## STATED EXERCISE A
In the entries, turn the lines from the one containing "Where can the soldier saluting" through the one containing "(1118, 428)", both included, into a JSON list of strings with one string per line and no blank lines.

Today’s Gospel story challenges us to let go of the swine and the demons as we support those who are embracing change. Yes, we will be transformed too—and that’s exactly what Jesus has in mind for his followers as they welcome the kindom of God.

A Hymn for Today: “In the Presence of Your People”

Psalm 22 is familiar to Christians as the prayer of Jesus on the cross: “My God, my God, why have you forsaken me?” (22:1) After a lengthy lament, the psalmist eventually turns to declare the praises of God to others. In today’s Gospel reading, this charge was given by Jesus to the man who had been delivered from demons. The man had wanted to follow, but Jesus instead sent him on a mission to his own people: “”Return to your home, and declare how much God has done for you” (Lk 8:39).

This paraphrase of the concluding portion of Psalm 22 could easily provide the words for such a mission. The first stanza and the tune were created in 1977 by a song writer in New Zealand. This version incorporates two stanzas added in 1986 by a different writer, drawing more deeply on Psalm 22. Each stanza incorporates a double refrain that occurs in the middle and at the end.

## STATED EXERCISE B
Answer these from the hymn passage:
(i) In what year were the first stanza and the tune created?
(ii) How many stanzas were added in 1986?
(iii) Where did Jesus send the man who had been delivered from demons?

## EXTRACTED INFORMATION
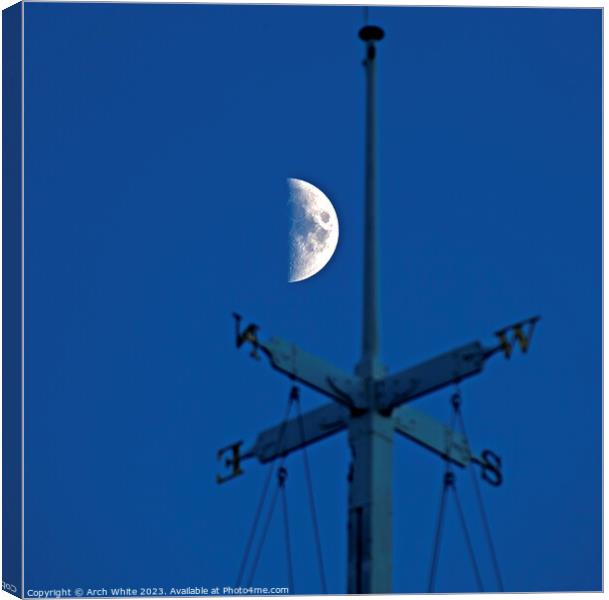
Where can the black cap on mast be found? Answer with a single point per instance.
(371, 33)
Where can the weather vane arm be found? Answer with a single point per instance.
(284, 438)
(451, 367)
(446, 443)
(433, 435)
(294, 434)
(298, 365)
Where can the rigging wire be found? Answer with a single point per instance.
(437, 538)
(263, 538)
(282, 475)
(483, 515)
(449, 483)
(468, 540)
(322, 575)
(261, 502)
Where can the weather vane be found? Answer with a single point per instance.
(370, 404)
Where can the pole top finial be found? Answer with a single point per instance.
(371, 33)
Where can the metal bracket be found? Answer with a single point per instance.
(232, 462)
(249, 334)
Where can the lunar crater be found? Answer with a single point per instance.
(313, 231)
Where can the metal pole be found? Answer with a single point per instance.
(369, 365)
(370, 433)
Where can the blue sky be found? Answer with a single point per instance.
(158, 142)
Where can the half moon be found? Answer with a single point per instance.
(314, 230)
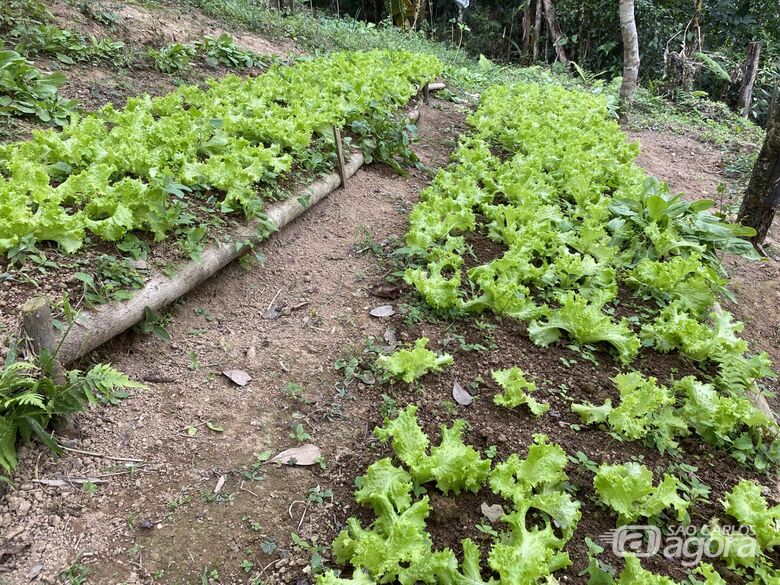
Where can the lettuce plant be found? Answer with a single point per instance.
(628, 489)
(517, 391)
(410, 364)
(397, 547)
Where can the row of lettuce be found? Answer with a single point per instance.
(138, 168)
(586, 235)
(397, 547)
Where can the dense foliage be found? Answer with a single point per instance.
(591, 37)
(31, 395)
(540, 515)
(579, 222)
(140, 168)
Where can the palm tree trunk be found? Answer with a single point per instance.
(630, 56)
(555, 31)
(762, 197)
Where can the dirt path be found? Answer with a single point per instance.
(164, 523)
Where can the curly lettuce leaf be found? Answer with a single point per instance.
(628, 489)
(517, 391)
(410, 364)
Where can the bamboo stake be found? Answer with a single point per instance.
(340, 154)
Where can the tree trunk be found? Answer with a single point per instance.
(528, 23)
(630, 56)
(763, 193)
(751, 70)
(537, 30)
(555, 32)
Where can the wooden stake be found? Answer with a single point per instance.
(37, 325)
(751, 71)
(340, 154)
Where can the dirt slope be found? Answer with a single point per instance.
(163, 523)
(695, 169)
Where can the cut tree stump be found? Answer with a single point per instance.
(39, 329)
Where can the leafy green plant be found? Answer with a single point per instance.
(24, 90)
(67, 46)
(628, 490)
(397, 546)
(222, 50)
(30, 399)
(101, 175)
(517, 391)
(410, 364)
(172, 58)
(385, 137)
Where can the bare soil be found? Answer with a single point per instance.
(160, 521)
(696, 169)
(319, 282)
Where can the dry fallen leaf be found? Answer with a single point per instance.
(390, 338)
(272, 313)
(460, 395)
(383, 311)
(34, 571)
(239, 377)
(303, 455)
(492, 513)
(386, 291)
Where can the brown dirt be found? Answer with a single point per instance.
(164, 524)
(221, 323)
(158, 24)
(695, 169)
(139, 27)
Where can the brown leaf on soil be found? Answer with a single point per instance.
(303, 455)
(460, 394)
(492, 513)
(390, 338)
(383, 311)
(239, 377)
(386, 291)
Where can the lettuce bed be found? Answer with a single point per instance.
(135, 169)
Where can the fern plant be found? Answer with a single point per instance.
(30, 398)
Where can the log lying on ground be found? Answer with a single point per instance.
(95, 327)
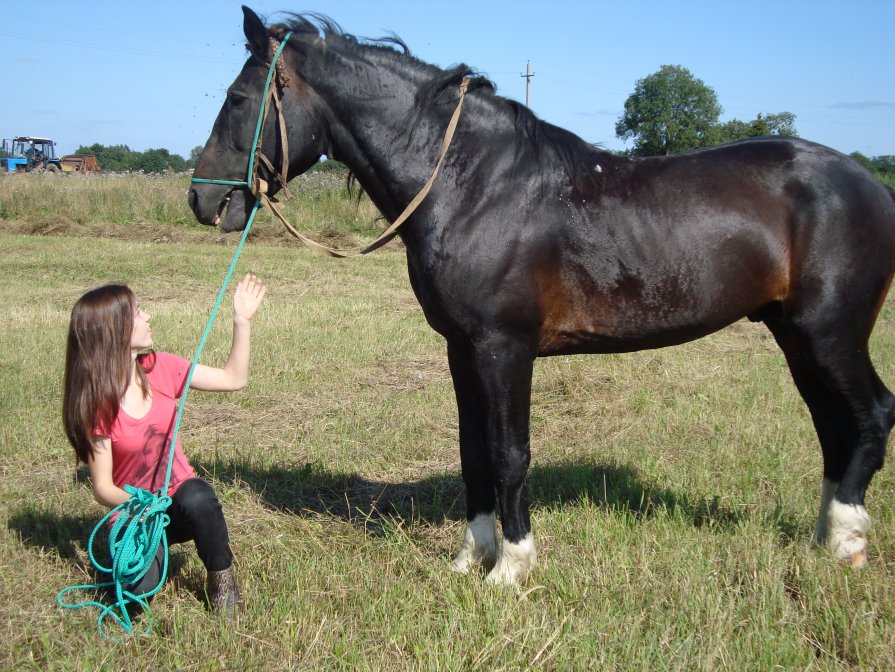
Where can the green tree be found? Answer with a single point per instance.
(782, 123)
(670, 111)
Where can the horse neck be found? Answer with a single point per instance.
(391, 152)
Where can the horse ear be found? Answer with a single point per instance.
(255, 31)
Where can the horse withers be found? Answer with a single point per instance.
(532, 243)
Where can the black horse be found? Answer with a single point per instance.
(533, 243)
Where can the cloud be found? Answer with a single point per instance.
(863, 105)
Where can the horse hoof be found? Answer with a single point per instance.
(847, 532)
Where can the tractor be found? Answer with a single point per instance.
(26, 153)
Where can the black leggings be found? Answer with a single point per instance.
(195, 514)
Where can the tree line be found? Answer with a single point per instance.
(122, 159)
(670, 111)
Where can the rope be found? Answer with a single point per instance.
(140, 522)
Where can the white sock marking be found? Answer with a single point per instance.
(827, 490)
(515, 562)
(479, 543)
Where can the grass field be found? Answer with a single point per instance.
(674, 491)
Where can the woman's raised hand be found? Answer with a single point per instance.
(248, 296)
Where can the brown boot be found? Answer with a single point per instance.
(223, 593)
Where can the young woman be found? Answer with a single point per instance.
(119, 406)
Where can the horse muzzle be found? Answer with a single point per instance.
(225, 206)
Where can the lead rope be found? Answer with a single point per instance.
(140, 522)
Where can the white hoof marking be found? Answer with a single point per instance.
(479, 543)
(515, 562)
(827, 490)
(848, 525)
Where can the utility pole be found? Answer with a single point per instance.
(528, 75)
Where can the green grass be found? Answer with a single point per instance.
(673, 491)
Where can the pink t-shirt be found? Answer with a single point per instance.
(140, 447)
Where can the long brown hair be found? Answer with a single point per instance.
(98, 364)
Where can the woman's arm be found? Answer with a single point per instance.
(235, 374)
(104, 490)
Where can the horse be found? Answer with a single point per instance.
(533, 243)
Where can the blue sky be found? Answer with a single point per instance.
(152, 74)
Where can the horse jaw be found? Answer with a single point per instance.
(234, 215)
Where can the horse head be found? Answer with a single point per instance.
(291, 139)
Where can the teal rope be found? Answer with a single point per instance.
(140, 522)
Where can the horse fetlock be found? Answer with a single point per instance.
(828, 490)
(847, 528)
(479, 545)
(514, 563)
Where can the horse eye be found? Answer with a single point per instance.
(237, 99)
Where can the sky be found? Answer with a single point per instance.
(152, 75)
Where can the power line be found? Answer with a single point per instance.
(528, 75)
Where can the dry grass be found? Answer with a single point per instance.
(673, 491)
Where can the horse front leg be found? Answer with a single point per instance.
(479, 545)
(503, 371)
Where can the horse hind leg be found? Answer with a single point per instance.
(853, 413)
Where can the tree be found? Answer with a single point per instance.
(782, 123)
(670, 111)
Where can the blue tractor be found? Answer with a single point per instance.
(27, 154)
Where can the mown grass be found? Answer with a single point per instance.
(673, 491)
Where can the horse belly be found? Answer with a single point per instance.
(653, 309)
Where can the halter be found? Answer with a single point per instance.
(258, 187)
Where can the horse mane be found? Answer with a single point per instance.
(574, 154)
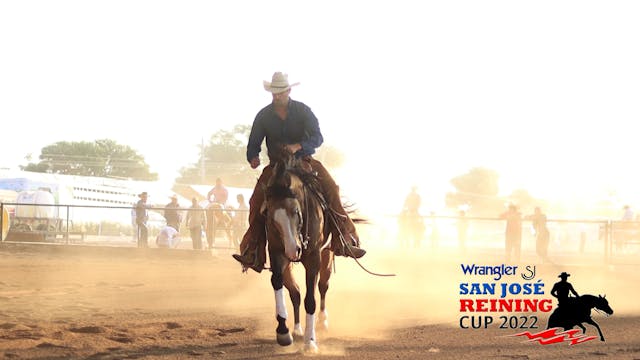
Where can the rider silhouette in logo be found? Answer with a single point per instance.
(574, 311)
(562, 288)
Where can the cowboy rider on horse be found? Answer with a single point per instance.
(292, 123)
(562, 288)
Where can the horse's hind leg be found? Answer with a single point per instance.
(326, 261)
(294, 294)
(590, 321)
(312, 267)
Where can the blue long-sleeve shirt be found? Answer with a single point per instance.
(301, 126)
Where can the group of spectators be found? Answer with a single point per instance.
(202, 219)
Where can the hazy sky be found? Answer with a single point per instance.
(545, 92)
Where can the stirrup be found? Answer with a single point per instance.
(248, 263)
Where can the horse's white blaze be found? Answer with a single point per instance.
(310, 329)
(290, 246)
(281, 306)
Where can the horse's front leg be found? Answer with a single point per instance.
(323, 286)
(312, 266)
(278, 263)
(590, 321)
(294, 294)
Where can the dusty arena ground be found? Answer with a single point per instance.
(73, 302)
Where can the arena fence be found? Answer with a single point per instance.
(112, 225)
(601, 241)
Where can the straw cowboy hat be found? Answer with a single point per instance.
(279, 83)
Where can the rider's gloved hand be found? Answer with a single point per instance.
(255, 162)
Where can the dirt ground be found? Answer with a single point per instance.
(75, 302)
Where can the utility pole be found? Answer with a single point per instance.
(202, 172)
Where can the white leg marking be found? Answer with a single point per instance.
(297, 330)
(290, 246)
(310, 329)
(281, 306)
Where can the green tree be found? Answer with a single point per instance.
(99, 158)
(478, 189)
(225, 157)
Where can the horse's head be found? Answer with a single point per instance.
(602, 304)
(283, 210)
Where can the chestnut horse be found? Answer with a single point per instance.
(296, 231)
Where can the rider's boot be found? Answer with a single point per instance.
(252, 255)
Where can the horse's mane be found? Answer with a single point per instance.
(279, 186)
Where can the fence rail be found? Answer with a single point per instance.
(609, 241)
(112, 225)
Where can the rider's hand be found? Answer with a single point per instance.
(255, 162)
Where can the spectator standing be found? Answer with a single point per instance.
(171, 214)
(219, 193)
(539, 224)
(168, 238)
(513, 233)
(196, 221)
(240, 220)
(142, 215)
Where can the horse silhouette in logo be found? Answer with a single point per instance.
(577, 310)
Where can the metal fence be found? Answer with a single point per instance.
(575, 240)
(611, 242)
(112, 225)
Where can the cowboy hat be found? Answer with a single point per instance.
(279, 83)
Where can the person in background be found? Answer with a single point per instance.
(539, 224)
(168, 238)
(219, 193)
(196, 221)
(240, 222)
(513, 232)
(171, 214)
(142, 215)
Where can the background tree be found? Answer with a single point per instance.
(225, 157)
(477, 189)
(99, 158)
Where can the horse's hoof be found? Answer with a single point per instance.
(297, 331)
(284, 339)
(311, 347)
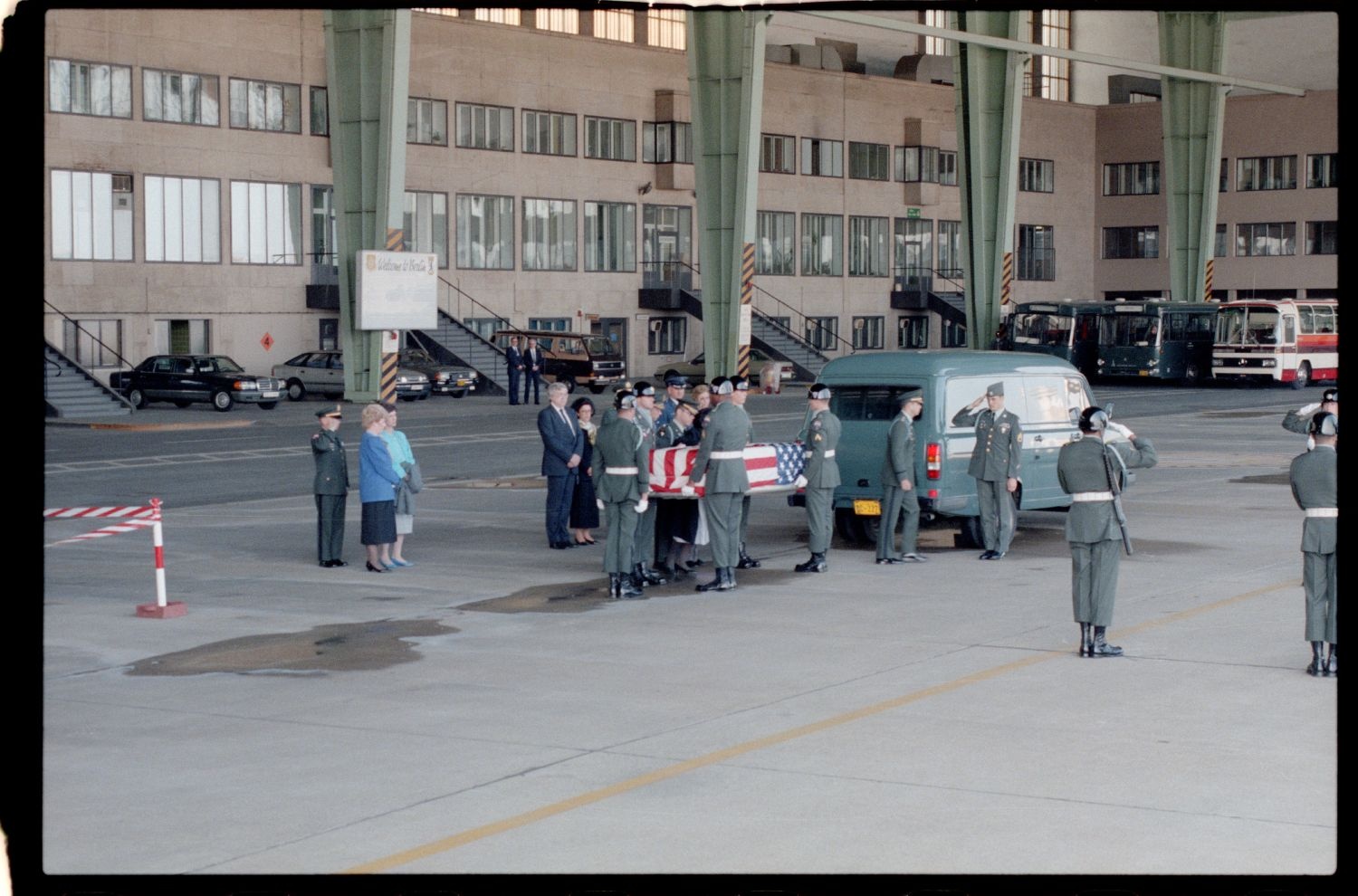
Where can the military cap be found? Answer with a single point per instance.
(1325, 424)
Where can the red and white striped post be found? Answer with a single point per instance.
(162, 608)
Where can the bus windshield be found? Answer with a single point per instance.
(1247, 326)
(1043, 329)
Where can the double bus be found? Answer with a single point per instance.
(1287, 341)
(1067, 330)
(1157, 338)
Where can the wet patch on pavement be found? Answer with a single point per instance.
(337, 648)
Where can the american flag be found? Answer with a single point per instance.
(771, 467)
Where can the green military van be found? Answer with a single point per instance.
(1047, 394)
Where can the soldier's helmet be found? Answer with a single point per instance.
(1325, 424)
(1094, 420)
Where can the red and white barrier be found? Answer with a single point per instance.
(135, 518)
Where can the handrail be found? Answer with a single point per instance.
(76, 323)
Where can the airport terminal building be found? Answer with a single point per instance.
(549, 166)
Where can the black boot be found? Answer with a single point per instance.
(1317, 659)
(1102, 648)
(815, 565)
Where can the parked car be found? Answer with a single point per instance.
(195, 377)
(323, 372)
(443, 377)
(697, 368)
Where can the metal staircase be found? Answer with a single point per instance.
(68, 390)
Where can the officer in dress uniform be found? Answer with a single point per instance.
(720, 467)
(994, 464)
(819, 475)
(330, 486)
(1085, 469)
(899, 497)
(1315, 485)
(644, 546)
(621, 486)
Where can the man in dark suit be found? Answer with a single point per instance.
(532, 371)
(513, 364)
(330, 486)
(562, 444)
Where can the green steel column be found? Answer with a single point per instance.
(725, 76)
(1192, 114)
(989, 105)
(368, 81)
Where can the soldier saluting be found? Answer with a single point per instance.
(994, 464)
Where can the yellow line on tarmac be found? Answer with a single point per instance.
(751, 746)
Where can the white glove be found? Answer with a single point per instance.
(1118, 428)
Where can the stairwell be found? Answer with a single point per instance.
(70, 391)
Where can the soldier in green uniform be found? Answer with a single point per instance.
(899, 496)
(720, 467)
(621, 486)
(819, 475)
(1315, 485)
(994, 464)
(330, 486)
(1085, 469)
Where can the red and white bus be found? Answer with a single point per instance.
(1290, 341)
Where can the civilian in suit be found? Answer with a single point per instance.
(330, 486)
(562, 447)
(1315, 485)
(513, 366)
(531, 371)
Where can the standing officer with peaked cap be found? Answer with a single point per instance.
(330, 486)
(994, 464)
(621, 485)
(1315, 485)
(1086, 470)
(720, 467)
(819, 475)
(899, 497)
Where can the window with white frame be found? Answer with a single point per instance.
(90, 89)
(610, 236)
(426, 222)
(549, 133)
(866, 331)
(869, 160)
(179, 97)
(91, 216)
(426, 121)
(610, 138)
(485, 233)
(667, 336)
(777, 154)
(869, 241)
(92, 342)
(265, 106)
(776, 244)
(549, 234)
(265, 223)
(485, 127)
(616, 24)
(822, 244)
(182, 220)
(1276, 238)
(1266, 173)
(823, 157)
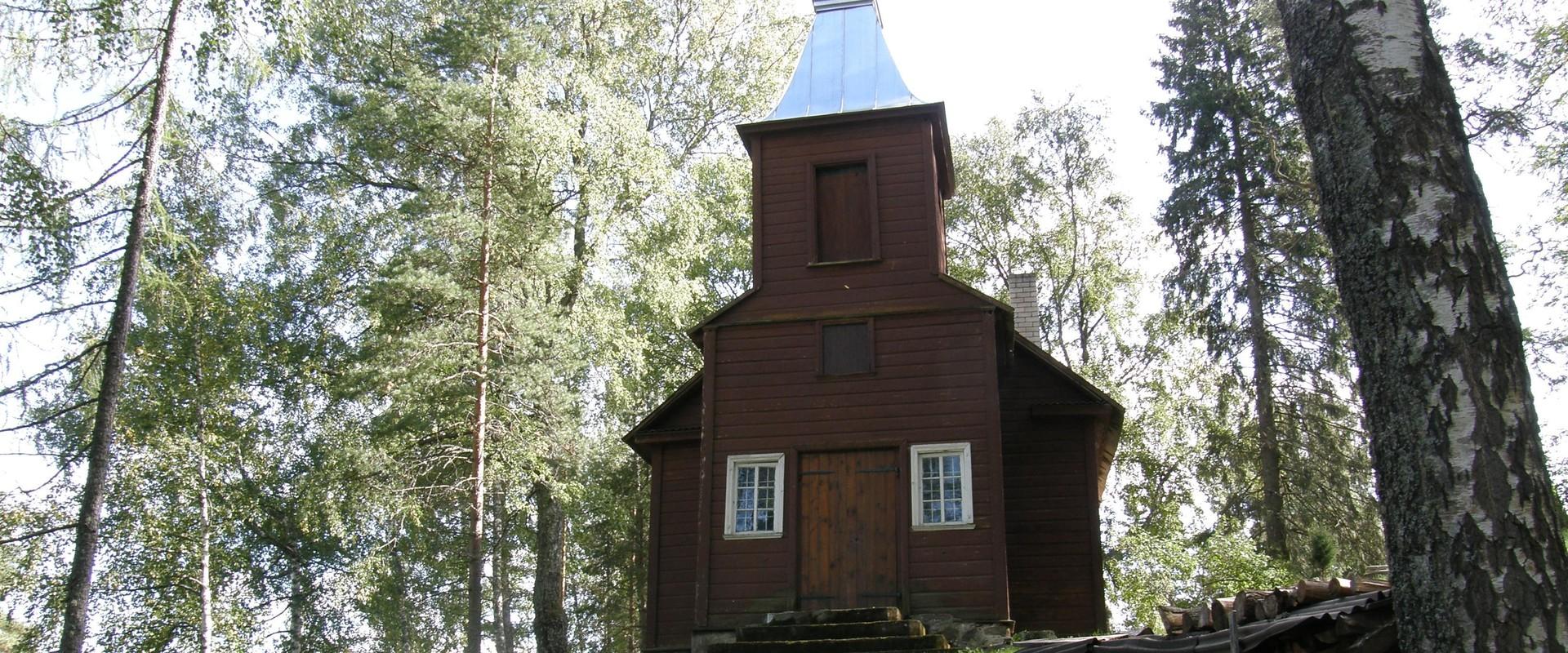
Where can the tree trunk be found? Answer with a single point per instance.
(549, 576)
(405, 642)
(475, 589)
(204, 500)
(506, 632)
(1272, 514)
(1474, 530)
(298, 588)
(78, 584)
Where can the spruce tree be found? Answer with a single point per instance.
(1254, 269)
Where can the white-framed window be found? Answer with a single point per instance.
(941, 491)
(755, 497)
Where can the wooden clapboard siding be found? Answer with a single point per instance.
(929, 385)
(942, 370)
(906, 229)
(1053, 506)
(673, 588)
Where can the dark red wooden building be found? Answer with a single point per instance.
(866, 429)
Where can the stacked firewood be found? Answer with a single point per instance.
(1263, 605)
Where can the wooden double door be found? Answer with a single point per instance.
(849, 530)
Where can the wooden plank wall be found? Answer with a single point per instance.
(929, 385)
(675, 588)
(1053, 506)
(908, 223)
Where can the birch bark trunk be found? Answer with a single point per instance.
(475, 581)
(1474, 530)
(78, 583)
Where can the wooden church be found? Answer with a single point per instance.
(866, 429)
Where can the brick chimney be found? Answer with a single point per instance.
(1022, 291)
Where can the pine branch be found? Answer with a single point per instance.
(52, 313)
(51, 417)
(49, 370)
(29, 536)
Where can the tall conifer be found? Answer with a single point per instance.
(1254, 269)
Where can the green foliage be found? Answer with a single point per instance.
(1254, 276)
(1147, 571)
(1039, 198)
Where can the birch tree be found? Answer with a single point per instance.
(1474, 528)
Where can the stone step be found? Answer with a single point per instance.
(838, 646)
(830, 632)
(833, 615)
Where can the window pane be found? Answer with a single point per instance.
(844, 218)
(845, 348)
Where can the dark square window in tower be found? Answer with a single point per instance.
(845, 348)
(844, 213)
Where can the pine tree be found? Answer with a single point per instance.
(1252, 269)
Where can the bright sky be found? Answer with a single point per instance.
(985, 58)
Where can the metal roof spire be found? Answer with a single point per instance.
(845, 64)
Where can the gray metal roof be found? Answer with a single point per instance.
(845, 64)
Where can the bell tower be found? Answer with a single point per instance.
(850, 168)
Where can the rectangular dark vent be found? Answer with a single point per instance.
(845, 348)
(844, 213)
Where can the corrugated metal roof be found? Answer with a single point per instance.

## CORRECT RESULT A
[
  "Where can the soldier saluting be found? Answer with a single point per instance.",
  "(994, 464)",
  "Where can the yellow line on tarmac be found? Answer with a single point per instance.",
  "(751, 746)",
  "Where can the white glove be found? Answer with a single point per instance.",
  "(1118, 428)"
]

## CORRECT RESULT B
(i) 1977
(ii) Two
(iii) To his own people, back to his home